- _Text block_
»»

Installing → Configuration Guide
Setup Script
Open XDMoD includes a setup script to help you configure your installation. This script will prompt you for information needed to configure Open XDMoD and update your configuration files accordingly. If you have modified your configuration files manually, be sure to make backups before running this command:
# xdmod-setup
General Settings
The general settings include:
- Site address (The URL you will use to access Open XDMoD)
- Email address (The email address Open XDMoD will use when sending emails)
- Chromium path
- Header logo (see Logo Image Guide for details)
- Whether to enable the Dashboard tab (see the Dashboard Guide for details)
These settings are stored in portal_settings.ini
.
Database Settings
Will create and initialize database as well as storing these settings:
- Database hostname
- Database port number
- Database username
- Database password
These settings are stored in portal_settings.ini
.
You will be required to supply a username and password for a user that has privileges to create databases and users.
ACL Database Setup / Population
This step will run immediately after you have set up the database that Open XDMoD will be using and does not require any additional input. It is responsible for creating and populating the tables required by the ACL framework.
If your Open XDMoD Installation requires modifications to the ACL tables
(/etc/xdmod/etl/etl_tables.d/acls/<table>.json
) then running this step
again or the acl-config
bin script is required.
Organization Settings
The organization settings require a name and abbreviation for your organization. These will be used in the portal to refer to anything relating to your organization’s data.
Resources
For each resource you will need this information:
- Resource name - A short name or abbreviation that will be used when displaying data about specific resources.
- Formal name - A possibly longer, more descriptive name for the resource.
- Resource type - The type that best describes this resource.
- Node count - The current number of nodes in the resource.
- Processor count - The total sum of all the processors (CPU cores) in the resource.
For example, if you have a resource dedicated to your physics department with 100 nodes that have 16 cores in each node, you could use these values:
- Resource name: physics
- Formal name: Physics Department Cluster
- Resource type: hpc
- Node count: 100
- Processor count: 1600
The resource name supplied here must be specified during the shredding process. If you are using the Slurm helper script, this name must match the cluster name used by Slurm.
The resource type defines metadata that can be used to group and filter resources in the XDMoD user interface.
The number of nodes and cores in your resource are used to display the
utilization charts (the percentage of your cluster that is being used).
If these numbers are not accurate, these charts will likewise be
inaccurate. If the number of nodes or processors in any of your
resources changes, you will need to update your configuration. Refer to
the resource_specs.json
section below for details.

««

Stored dataset items
»»

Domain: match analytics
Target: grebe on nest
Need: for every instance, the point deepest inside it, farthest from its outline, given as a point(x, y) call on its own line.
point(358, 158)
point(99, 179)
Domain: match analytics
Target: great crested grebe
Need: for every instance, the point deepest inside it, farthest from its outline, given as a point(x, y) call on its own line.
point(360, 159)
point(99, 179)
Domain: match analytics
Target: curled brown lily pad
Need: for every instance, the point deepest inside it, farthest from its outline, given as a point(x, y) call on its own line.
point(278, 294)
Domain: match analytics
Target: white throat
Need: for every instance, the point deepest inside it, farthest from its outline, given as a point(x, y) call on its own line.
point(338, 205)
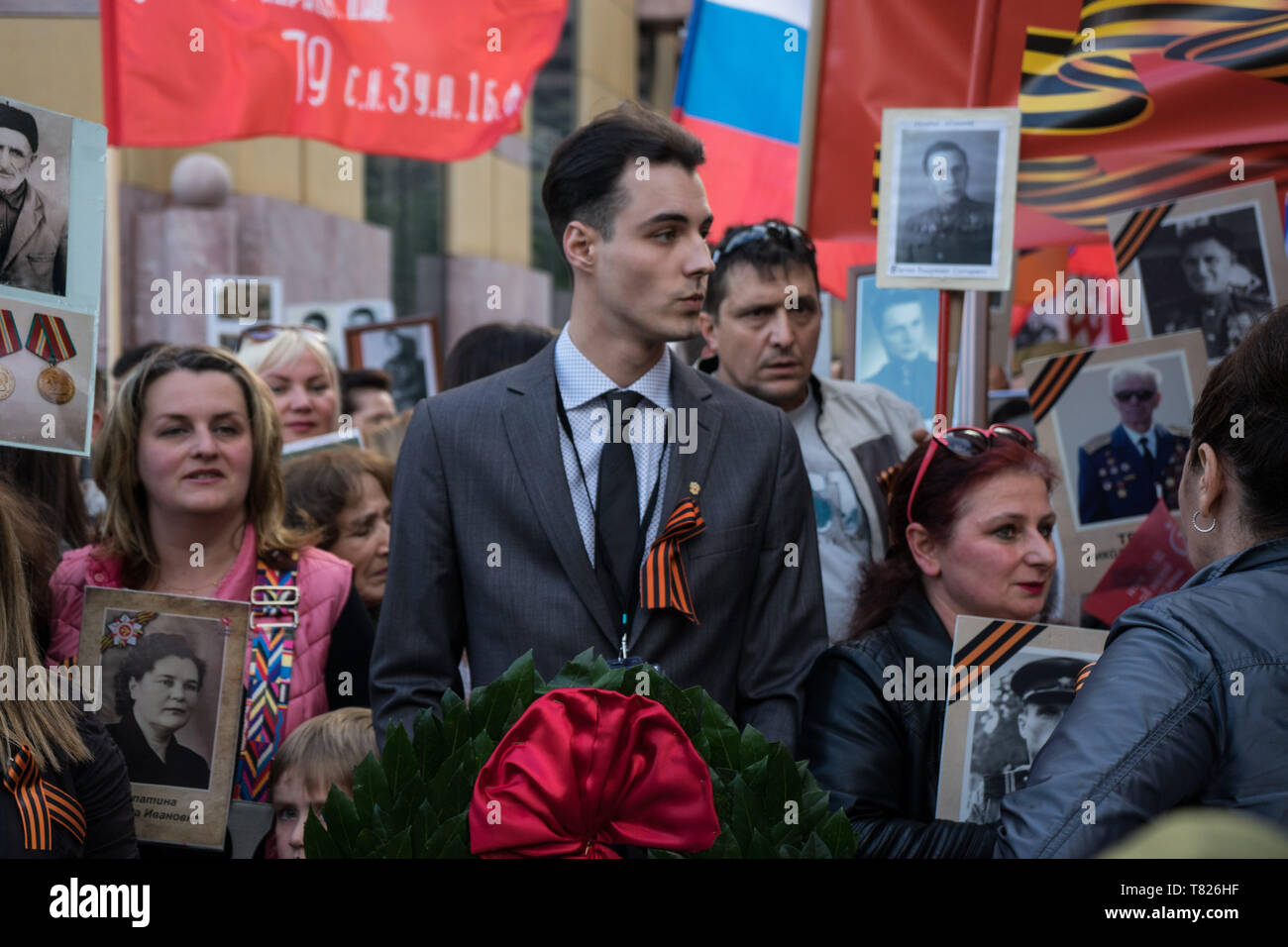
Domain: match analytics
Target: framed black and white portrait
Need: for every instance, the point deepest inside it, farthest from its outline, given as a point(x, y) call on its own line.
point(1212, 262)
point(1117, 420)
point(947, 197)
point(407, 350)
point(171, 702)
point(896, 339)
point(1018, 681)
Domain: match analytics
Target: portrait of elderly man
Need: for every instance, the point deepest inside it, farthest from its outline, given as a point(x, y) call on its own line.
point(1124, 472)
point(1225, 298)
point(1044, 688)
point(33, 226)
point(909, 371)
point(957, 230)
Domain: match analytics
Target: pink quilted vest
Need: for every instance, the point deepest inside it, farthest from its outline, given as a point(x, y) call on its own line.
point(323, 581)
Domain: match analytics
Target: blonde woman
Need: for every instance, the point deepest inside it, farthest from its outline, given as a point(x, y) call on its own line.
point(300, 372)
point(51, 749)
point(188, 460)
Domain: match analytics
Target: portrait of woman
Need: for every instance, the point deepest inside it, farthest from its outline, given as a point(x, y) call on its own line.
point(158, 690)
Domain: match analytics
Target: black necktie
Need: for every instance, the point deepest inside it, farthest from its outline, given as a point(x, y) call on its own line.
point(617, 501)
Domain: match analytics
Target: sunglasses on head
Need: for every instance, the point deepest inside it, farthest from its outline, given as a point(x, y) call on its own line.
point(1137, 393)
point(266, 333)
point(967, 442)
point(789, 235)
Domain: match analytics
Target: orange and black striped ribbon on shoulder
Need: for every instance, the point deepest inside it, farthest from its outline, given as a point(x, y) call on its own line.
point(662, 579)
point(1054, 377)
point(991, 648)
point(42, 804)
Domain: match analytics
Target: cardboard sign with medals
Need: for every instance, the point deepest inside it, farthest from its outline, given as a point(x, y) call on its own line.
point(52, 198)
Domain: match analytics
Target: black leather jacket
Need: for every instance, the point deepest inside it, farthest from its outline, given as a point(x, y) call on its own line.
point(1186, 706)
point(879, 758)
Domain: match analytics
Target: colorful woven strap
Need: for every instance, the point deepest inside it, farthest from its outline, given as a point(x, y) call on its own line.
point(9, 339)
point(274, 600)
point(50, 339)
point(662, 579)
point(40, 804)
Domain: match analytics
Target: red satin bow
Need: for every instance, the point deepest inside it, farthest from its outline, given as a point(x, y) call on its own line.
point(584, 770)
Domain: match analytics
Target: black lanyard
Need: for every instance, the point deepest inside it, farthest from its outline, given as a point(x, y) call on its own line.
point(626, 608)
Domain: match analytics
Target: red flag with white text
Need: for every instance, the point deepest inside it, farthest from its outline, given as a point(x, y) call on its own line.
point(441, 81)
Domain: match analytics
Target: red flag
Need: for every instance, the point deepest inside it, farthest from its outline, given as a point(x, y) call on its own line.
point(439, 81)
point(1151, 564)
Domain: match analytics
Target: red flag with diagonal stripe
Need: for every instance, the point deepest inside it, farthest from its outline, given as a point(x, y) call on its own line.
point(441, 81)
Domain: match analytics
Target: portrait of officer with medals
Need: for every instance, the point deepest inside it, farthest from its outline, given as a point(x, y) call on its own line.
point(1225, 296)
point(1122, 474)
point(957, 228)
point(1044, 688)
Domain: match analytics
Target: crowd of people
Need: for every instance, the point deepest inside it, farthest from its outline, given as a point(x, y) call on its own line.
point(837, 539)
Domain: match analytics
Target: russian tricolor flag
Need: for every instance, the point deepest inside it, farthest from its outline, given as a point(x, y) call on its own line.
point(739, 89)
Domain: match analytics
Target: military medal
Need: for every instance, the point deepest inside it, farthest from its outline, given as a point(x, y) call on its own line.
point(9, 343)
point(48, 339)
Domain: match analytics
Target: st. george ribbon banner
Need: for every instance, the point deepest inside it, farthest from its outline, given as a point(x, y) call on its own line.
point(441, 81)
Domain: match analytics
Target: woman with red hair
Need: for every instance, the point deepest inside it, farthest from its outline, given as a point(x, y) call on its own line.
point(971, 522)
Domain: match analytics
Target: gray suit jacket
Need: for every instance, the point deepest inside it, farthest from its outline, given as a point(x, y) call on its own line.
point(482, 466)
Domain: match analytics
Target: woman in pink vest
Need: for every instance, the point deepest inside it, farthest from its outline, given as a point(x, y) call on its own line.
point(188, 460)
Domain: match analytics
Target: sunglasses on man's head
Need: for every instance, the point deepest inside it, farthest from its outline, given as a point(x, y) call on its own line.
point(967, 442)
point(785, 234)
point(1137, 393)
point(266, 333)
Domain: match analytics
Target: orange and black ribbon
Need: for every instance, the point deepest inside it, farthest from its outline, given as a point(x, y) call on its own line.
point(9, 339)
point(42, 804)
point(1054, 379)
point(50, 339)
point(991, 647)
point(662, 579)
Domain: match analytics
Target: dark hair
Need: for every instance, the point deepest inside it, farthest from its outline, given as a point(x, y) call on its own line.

««

- _To-do list_
1) According to the Open XDMoD configuration guide, why must the node and processor counts entered for a resource be accurate?
2) Please translate this sentence from the Open XDMoD configuration guide into Spanish: "The resource type defines metadata that can be used to group and filter resources in the XDMoD user interface."

- _Answers to each task_
1) The node and core counts are used to display the utilization charts, which show the percentage of the cluster being used. If these numbers are not accurate, those charts will be inaccurate as well.

2) El tipo de recurso define metadatos que pueden usarse para agrupar y filtrar recursos en la interfaz de usuario de XDMoD.